┌─ Text excerpt

Status of Avian Influenza in the country

New Delhi, Jan 6 (Agency) Avian Influenza (AI) viruses have been circulating worldwide for centuries with four known major outbreaks recorded in the last century. India notified the first outbreak of avian influenza in 2006. Infection in humans is not yet reported in India though the disease is zoonotic. There is no direct evidence that AI viruses can be transmitted to humans via the consumption of contaminated poultry products. Implementing management practices that incorporate bio security principles, personal hygiene, and cleaning and disinfection protocols, as well as cooking and processing standards, are effective means of controlling the spread of the AI viruses.

In India, the disease spreads mainly by migratory birds coming into India during winter months i.e. from September – October to February – March. The secondary spread by human handling (through fomites) cannot be ruled out. Accordingly, an advisory has been issued each to the States of Rajasthan and MP on 1st January 2021, so as to avoid further spread of the infection. As per the information received from State of Madhya Pradesh and Rajasthan control measures is being taken as per the guidelines of National Action Plan of Avian Influenza. Another advisory has been issued on 5th January, 2021 to HP where the State has been advised to take measures so as to avoid further spread of disease to poultry.

As per the report received, Kerala has already initiated control and containment operations from 05.01.20121 at epicentres and culling process is in operation. Department of Animal Husbandry & Dairying, Government of India has also set up a control room in New Delhi to keep watch on the situation and to take stock on daily basis of preventive and control measures undertaken by State authorities. The measures suggested to the affected States to contain the disease and prevent further spread as per the Action Plan on Avian Influenza include strengthening the biosecurity of poultry farms, disinfection of affected areas, proper disposal of dead birds/carcasses, timely collection and submission of samples for confirmation and further surveillance, intensification of surveillance plan as well as the general guidelines for prevention of disease spread from affected birds to poultry and human. Coordination with forest department for reporting any unusual mortality of birds was also suggested to the States. The other states were also requested to keep a vigil on any unusual mortality amongst birds and to report immediately to take necessary measures.

└─
┌─ Source material

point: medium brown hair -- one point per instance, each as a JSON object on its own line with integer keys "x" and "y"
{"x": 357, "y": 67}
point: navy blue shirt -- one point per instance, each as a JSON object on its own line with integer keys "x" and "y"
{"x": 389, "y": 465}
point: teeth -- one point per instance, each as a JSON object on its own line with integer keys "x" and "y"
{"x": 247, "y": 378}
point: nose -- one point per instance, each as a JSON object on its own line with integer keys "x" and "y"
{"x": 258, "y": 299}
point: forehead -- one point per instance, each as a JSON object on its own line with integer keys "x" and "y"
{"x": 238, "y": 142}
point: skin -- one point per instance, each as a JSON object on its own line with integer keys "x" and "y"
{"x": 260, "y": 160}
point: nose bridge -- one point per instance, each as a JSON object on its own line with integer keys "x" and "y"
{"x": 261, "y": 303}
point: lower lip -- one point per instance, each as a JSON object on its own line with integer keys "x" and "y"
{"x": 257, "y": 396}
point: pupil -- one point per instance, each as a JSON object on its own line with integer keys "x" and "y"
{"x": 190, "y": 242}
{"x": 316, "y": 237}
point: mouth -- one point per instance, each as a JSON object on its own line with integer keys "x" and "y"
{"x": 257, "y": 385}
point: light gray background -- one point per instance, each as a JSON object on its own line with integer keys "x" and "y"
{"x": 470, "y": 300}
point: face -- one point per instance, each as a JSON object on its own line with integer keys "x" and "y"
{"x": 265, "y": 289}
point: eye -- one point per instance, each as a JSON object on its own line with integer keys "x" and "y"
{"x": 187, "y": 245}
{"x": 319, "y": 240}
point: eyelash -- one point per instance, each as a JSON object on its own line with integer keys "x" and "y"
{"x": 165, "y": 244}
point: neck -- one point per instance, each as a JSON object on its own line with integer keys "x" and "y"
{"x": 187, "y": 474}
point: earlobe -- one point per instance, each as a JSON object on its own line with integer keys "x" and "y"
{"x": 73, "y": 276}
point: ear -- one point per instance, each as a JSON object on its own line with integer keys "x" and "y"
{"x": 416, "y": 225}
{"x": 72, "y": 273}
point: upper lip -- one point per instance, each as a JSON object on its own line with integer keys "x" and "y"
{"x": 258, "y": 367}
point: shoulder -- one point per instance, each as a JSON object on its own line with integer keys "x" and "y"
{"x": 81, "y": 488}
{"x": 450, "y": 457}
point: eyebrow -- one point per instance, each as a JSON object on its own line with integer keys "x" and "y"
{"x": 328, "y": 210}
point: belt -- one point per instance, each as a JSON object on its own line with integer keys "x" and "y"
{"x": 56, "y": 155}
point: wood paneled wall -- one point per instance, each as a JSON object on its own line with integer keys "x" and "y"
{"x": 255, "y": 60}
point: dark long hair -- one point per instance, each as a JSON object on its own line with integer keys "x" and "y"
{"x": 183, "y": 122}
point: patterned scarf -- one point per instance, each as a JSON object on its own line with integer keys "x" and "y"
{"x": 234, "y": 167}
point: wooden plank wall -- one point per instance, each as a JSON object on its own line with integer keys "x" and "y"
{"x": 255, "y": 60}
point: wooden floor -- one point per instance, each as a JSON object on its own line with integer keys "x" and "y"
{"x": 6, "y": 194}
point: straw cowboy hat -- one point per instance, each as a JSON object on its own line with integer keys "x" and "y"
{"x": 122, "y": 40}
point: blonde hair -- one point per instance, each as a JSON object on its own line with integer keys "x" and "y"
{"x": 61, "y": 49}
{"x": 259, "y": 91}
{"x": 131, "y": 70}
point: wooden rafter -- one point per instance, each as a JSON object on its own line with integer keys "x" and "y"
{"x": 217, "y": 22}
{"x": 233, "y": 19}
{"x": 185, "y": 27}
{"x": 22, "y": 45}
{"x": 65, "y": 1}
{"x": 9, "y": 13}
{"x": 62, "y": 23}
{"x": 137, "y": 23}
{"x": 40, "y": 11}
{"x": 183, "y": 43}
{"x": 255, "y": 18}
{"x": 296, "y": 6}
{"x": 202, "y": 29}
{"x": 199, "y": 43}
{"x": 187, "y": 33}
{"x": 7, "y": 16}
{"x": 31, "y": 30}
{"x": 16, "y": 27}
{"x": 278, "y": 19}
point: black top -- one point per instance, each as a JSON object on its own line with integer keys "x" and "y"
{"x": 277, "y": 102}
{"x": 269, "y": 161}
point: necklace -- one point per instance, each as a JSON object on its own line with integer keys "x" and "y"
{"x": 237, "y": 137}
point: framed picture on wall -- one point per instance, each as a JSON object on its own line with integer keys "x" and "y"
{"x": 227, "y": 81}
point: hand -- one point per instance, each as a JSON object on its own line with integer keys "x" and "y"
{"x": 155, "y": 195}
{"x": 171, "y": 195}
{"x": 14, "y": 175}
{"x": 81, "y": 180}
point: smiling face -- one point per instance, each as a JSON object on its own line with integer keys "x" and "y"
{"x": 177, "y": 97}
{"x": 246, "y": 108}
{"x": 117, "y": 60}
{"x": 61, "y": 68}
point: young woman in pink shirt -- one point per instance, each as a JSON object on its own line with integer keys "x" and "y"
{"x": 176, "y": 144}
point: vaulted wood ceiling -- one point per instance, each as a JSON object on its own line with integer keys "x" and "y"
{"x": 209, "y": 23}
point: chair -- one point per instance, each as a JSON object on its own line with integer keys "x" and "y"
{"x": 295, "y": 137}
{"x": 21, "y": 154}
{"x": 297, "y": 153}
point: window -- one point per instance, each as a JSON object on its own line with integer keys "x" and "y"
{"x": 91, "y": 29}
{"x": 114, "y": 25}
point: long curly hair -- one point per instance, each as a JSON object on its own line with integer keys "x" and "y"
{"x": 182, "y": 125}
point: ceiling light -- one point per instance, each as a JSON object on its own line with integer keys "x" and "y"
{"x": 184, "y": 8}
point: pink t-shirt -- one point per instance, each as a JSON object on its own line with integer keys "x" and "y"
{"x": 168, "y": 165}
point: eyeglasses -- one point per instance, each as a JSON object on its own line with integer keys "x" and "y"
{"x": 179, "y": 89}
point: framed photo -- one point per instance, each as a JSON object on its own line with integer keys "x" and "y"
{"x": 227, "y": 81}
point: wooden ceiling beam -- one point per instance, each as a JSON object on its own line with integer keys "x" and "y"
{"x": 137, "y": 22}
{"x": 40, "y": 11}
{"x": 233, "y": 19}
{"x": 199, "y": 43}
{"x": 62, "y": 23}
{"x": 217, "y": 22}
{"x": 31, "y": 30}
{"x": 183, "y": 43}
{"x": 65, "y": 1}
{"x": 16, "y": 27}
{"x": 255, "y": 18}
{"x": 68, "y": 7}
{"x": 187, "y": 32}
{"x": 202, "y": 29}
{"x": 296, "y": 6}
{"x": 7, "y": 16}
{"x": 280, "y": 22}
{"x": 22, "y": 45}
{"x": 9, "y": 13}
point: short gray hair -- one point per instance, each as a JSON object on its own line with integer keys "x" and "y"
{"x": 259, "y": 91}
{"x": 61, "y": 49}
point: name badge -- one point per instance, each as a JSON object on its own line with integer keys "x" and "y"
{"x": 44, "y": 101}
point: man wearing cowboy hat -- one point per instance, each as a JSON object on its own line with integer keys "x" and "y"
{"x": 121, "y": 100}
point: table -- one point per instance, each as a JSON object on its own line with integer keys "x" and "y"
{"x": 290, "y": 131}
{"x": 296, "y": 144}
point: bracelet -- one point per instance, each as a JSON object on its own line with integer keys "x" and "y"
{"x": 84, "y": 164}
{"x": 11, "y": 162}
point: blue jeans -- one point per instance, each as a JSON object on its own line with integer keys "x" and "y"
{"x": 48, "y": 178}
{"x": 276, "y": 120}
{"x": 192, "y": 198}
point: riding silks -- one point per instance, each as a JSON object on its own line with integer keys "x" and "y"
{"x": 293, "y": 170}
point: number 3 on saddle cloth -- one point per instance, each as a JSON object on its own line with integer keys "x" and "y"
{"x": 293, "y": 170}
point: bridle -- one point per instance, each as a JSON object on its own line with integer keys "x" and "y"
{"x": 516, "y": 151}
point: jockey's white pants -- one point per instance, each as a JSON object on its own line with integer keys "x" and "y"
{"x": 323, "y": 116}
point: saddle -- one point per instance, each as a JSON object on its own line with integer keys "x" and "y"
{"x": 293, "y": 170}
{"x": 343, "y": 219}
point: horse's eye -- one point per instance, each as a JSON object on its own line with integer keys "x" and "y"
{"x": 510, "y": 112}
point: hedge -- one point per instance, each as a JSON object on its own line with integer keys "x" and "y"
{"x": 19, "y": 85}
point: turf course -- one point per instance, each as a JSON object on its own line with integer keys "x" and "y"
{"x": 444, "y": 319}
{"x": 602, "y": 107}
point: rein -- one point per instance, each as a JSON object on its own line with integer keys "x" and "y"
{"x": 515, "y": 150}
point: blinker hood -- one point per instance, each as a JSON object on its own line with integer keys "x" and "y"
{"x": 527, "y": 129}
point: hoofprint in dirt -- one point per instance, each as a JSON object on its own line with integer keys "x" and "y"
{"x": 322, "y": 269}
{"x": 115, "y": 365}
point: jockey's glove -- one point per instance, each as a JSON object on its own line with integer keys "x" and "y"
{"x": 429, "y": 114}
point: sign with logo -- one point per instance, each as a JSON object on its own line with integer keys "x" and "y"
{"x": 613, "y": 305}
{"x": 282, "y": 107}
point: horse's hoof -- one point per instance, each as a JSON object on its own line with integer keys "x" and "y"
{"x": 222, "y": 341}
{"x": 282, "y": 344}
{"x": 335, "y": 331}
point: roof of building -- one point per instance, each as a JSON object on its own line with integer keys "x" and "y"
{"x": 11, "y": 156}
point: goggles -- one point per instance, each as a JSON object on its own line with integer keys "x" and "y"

└─

* _Task details_
According to the avian influenza report, in what year did India notify its first outbreak of the disease? The records were drawn from a separate source.

* _Answer area_
2006